- WHAT THE EXERCISE ASKS
Pull out every line in the records below that contains the word "white" and copy each one in full.

- RECORDS FOR THE TASK

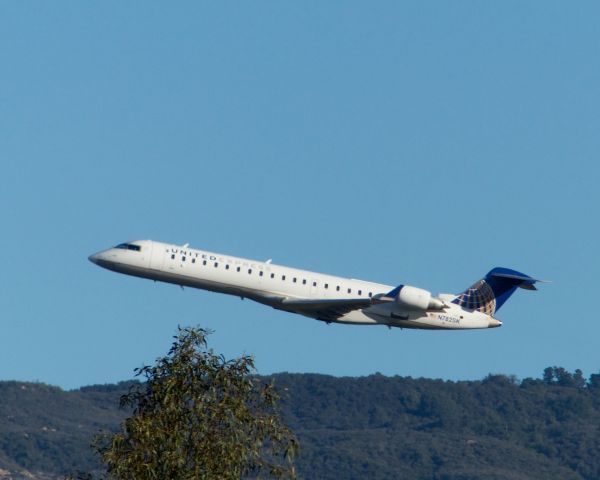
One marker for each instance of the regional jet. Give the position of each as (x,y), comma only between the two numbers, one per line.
(316,295)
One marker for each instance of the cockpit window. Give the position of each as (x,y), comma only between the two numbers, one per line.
(129,246)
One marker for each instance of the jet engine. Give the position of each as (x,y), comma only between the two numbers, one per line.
(413,298)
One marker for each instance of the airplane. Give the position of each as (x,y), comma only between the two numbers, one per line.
(322,297)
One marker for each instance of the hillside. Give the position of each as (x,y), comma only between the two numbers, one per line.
(373,427)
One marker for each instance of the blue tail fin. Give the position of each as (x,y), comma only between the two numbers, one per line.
(489,294)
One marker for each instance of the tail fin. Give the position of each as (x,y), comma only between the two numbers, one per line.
(489,294)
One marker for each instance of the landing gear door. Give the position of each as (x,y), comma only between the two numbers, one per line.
(158,257)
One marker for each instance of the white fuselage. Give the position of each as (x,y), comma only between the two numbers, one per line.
(281,287)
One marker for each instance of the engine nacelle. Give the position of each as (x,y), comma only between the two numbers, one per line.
(414,298)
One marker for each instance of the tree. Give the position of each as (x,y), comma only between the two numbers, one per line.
(199,416)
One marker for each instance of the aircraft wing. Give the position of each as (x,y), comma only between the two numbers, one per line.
(327,310)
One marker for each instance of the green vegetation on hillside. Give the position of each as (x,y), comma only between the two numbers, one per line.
(370,427)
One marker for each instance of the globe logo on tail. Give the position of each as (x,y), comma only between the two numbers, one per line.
(479,297)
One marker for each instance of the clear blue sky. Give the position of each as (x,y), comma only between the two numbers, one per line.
(420,143)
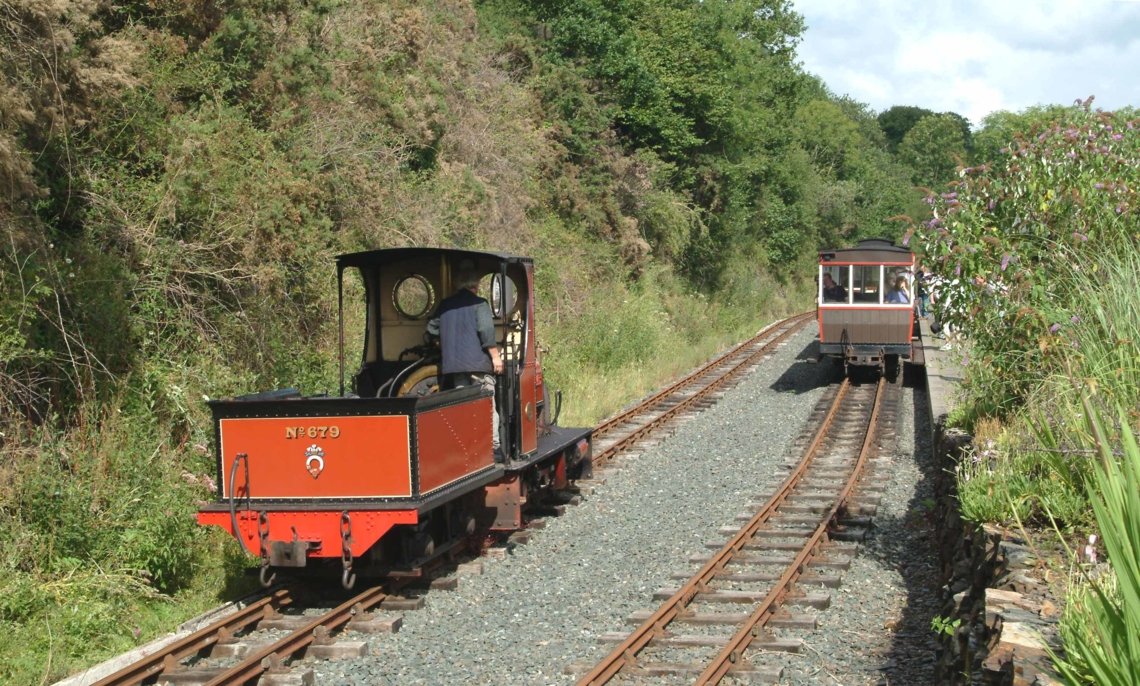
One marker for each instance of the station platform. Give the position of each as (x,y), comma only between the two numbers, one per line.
(943,370)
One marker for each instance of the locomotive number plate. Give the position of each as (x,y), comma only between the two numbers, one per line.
(312,432)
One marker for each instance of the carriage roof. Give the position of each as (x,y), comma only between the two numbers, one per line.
(874,251)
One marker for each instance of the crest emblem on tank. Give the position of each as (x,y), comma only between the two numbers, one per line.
(315,459)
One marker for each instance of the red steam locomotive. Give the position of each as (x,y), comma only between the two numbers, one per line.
(395,473)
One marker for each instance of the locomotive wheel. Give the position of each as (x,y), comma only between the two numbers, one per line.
(422,382)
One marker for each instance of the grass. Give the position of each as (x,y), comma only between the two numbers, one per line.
(1101,625)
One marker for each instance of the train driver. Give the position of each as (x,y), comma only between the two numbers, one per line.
(469,352)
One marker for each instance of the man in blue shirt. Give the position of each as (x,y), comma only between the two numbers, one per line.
(467,348)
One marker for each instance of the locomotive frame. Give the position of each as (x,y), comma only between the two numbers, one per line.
(393,472)
(863,329)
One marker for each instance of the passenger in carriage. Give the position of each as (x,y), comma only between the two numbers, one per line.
(898,294)
(469,352)
(832,292)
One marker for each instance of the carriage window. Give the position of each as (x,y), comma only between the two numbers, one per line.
(866,284)
(413,296)
(836,287)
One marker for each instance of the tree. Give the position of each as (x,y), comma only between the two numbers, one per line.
(934,148)
(897,121)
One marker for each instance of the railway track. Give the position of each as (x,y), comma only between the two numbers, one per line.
(693,392)
(789,546)
(258,643)
(261,642)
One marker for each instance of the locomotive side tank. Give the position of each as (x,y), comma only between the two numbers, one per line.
(393,472)
(863,319)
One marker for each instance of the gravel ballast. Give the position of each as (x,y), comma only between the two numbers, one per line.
(542,606)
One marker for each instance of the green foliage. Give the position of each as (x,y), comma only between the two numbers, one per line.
(1027,250)
(898,120)
(934,148)
(942,625)
(1101,623)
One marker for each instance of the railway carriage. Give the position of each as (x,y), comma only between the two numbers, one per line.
(857,323)
(393,473)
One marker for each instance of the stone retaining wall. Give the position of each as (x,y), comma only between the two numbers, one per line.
(996,612)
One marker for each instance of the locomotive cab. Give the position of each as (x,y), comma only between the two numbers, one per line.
(395,471)
(863,318)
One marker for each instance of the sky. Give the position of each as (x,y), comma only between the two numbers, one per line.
(974,57)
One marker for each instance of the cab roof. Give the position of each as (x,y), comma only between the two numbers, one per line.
(388,255)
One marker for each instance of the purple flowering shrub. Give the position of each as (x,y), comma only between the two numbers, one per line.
(1011,244)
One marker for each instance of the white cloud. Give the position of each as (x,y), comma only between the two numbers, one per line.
(974,56)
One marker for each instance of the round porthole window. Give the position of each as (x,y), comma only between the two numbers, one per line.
(493,287)
(413,296)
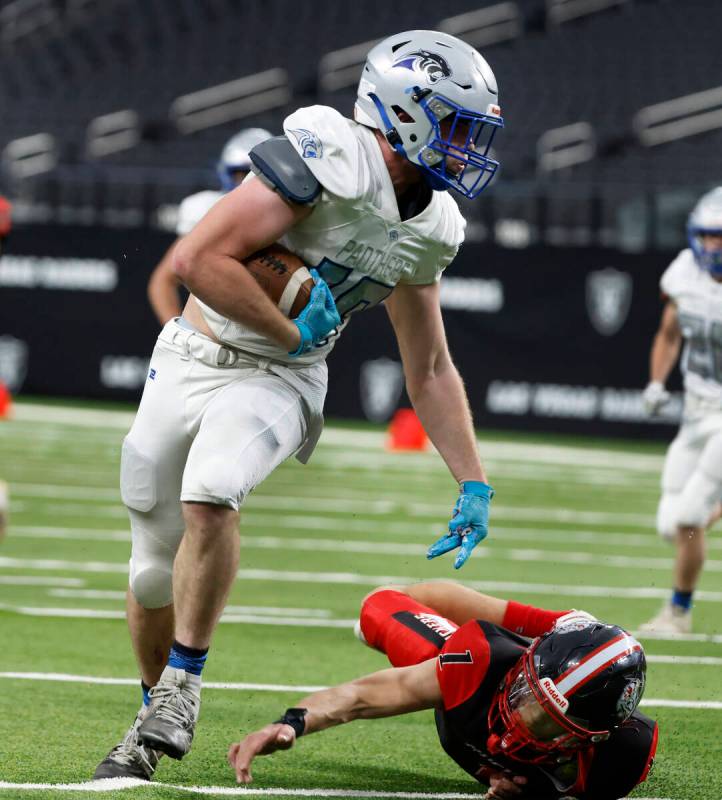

- TASK ANSWER
One marker for each instance of the white fuselage. Give the position of each as (x,y), comma only between the two numbers, one per line.
One marker for each instance of the white cloud. Give the position of each as (x,y), comma only between the two numbers, one per line.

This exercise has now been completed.